Há muito que o dinheiro do petróleo destrói Angola e os angolanos. Há muito que sabemos que errar é humano, mas errar com o dinheiro da ditadura do petróleo é muito desumano. E nos seus discursos, os nossos bajuladores-peritos das relações internacionais lembram-nos o Estado Novo dos antigos ministros das colónias. Como as obras da ditadura chinesa que não duram muito tempo, os materiais são de má qualidade. E aprestam-se aqui como novos colonizadores autorizados por quem de direito. Chegam nas mulheres que vendem cigarros e ameaçadoramente exigem-lhes dez kuwanzas por um maço de cigarros que custa cem ou duzentos kwanzas. Agem com total desprezo pelas cercanias das suas obras em construção. No afã de despacharem o trabalho, atiram, desviam a saída das águas para a vizinhança. Facilmente se adivinham os prejuízos materiais e mortais das chuvadas.
O que faremos de uma igreja ainda de concepção medieval? E enquanto nos palácios os ditadores festejam, nas ruas as populações abandonadas na miséria revoltam-se. Há tempo para o Senhor amar, e tempo para as ditaduras derrubar. Viver numa ditadura, é como caminhar numa noite terrivelmente nebulosa. Todos os caminhos esburacados, abandonados, onde a miséria impera, conduzem-nos à abominável tirania da ditadura, ao nosso futuro asfixiado. Viver sob a ameaça constante de qualquer ditadura, os nossos pés tropeçam nos cadáveres assassinados dos opositores políticos, ou apenas dos de delito de opinião. A independência ainda não chegou, apenas mais se escravizou. Quando uma ditadura que se diz democrática, e se reforça no socialismo cientifico, promove a proibição de manifestações pacificas, e envia todo o seu aparato policial e militar repressivo para as ruas, significa que está em pânico, e o seu fim, como é óbvio, está com os discursos contados. E o notório das ditaduras é o apoio que as democracias lhes dão. E então, quando naquelas ditaduras especiais do petróleo, onde se implantam democracias fantasmas. Ó ditaduras e reinos! Da maneira que as coisas estão, pela banda não é muito difícil perceber o que em seguida vai suceder.

- Dados fornecidos -
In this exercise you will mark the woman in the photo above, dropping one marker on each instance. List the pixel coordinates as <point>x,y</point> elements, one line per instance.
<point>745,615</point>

- Tarefas a realizar -
- 1) Com que ação o texto sobre Angola compara o viver numa ditadura?
- 2) Reproduza do texto sobre Angola o trecho entre "Há muito que o" e "mortais das chuvadas.", inclusive.
A listagem não tem qualquer papel neste exercício.

- Resolução das tarefas -
- 1) Com caminhar numa noite terrivelmente nebulosa.

- 2)
Há muito que o dinheiro do petróleo destrói Angola e os angolanos. Há muito que sabemos que errar é humano, mas errar com o dinheiro da ditadura do petróleo é muito desumano. E nos seus discursos, os nossos bajuladores-peritos das relações internacionais lembram-nos o Estado Novo dos antigos ministros das colónias. Como as obras da ditadura chinesa que não duram muito tempo, os materiais são de má qualidade. E aprestam-se aqui como novos colonizadores autorizados por quem de direito. Chegam nas mulheres que vendem cigarros e ameaçadoramente exigem-lhes dez kuwanzas por um maço de cigarros que custa cem ou duzentos kwanzas. Agem com total desprezo pelas cercanias das suas obras em construção. No afã de despacharem o trabalho, atiram, desviam a saída das águas para a vizinhança. Facilmente se adivinham os prejuízos materiais e mortais das chuvadas.